作業内容:
以下の行のうち、文字列「black」を含む行をすべてそのまま抽出せよ。大文字と小文字は区別する。

記録データ:
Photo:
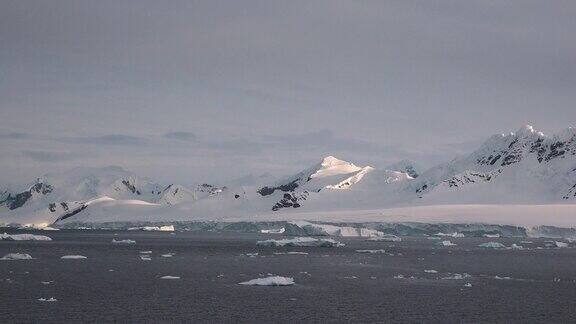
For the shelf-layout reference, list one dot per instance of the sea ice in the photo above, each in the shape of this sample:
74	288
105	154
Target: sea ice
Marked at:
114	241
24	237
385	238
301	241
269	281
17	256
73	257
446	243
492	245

...

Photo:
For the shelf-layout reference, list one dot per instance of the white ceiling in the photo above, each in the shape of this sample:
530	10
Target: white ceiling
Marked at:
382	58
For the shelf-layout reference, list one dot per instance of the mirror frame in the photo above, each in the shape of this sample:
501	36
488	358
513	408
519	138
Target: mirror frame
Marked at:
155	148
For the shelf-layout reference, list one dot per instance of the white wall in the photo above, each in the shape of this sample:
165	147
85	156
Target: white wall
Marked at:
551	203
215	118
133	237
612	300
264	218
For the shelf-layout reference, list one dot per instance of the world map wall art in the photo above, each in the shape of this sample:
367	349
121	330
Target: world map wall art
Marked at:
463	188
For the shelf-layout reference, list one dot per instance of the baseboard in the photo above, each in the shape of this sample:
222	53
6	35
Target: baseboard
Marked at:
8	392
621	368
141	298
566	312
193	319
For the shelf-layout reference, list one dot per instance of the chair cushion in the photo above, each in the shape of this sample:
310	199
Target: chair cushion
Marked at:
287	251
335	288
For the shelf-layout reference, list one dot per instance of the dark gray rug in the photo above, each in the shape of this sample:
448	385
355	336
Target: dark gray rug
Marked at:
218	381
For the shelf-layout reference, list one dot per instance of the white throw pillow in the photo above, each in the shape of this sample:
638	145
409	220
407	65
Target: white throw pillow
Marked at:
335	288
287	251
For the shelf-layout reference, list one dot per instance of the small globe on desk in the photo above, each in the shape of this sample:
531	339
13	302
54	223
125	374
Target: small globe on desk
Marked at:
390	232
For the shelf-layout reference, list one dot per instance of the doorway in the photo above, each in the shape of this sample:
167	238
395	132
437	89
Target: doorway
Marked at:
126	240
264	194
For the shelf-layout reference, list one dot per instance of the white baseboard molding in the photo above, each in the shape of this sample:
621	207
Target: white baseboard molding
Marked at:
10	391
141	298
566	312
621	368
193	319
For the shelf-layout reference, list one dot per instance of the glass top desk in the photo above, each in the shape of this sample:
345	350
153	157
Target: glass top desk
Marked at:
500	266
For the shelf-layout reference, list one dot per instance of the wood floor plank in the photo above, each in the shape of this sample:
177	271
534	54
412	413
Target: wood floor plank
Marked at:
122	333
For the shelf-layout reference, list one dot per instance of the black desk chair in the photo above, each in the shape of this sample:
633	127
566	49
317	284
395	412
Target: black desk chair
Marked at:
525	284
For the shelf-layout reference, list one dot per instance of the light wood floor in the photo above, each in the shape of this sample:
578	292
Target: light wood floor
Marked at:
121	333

==

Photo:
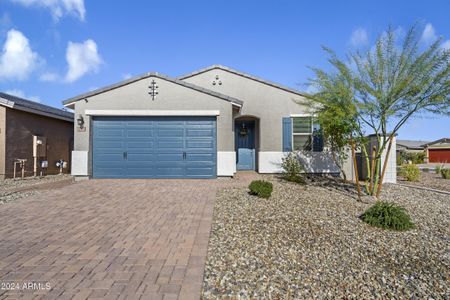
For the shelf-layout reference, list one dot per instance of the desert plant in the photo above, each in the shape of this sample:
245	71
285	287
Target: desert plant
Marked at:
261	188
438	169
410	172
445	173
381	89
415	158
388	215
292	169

出力全文:
For the shelf-layout reference, list one dot per instance of the black desk chair in the photo above, each in the shape of this sample:
Target: black desk chair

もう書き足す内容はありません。